TEXT PROVIDED:
───
# DBS Merger Proposal Hits Six Months



## Chris Blount (Jun 22, 2001)

This week marks the six-month anniversary announcing the proposed merger between EchoStar, Hughes and its DirecTV unit, a deal that is still awaiting regulatory approval in Washington, D.C.

The proposed $26 billion combination of the No. 1 and No. 2 satellite TV companies, first announced Oct. 28, is being scrutinized by the Federal Communications Commission and the Justice Department's antitrust staff. Recently, the FCC asked for comments on the companies' proposal to launch a new satellite supporting delivery of all local TV markets in the United States, contingent on merger approval. That pushed back even further agency action on the deal.

Because of the delay, the FCC's decision is likely to come after any move from the Justice Department, some observers said. Not much is known about the antitrust review at the DOJ, though many consider the merger's chances at the Justice Department to be in a better position than at the FCC.

Outside of government scrutiny, all sides of the merger debate have voiced their opinions on the pending transaction.

Numerous state attorneys general, led by Missouri AG Jay Nixon, have outlined their issues with the merger, and a handful of lawmakers have expressed their concern with a single satellite TV company controlling a multichannel monopoly in rural and underserved areas. However, the merger has endorsements, including more than 1,600 letters of support sent to the FCC by consumers and grassroots organizations. State legislators and some Capitol Hill lawmakers also have thrown their support behind the deal.

EchoStar also won a $1.5 billion investment from French/Hollywood media giant Vivendi Universal.

The final outcome for the proposed DBS combination may be decided no sooner than late Summer or early Fall, some said.

Meanwhile, labor and African-American activists plan to protest Tuesday outside the Waldorf-Astoria Hotel, site of the Spring SkyFORUM conference. They will be targeting EchoStar CEO Charlie Ergen, who will speak at the satellite industry gathering.

Members from the Communications Workers of America, the International Brotherhood of Teamsters, the National Action Network and other groups are expected to be at the demonstration, according to a press release. The demonstration is expected to take place in the afternoon.
───
MATERIAL SUPPLIED:

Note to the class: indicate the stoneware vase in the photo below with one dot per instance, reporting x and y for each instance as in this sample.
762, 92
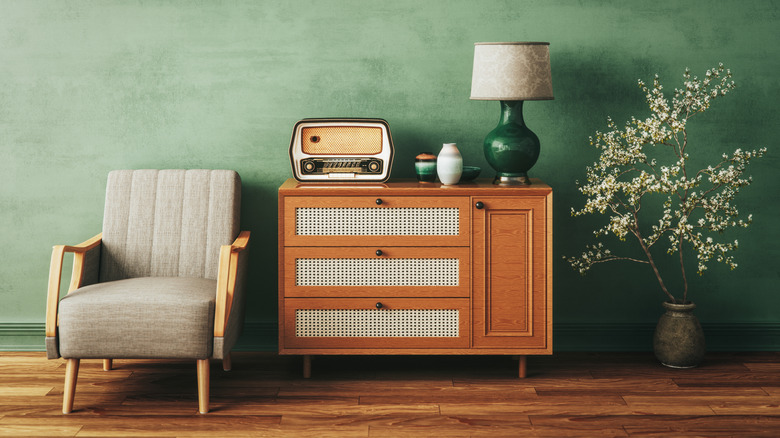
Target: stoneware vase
449, 164
425, 167
679, 339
───
YOUR TASKS:
A: Check each statement against the DBS merger article and answer yes or no, quoting the words that decide it: (i) The FCC asked for comments on a proposal to launch a new satellite. (ii) The proposed combination is valued at $1.5 billion. (iii) Observers expect the FCC to rule before the Justice Department.
B: Name every group that the DBS merger article says is expected to be at the demonstration.
C: Carry on the DBS merger article, starting after its final sentence.

RESPONSES TO THE TASKS:
A:
(i) Yes: "Recently, the FCC asked for comments on the companies' proposal to launch a new satellite supporting delivery of all local TV markets in the United States"
(ii) No: "The proposed $26 billion combination of the No. 1 and No. 2 satellite TV companies"
(iii) No: "the FCC's decision is likely to come after any move from the Justice Department"

B:
Communications Workers of America
International Brotherhood of Teamsters
National Action Network

C:
From http://www.skyreport.com (Used with permission)


----------



## Win Joy Jr (Apr 23, 2002)

Do not count on the DOJ to approve the merger. It is still no better than 50/50, and the delays do not help the case by giving more time for the reveiw. It is my beliefe that some of E* past sins will come back to haunt them.

My bet, both DOJ and FCC will not approve the merger.


----------



## Chris Freeland (Mar 24, 2002)

To the contrary, with possible new competitors coming on line with SES, terrestrial DBS and the promise to carry all 210 DMA's of locals, this improves chances that the merger will be approved. I think the DOJ and FCC will decide that a combined DBS capable of carrying all 210 DMA’s of locals will provide a stronger competitor with cable and with some minor conditions will approve the merger.


----------



## Guest (Apr 29, 2002)

I'm not sure if any of you happened to see the Senate Judiciary hearing (March 7, 2002) where Charles Ergen and Eddie Hartenstien appeared. The senators had MAJOR problems with rural satellite customers essentially being left with only one company to provide service if the merger were approved...E*.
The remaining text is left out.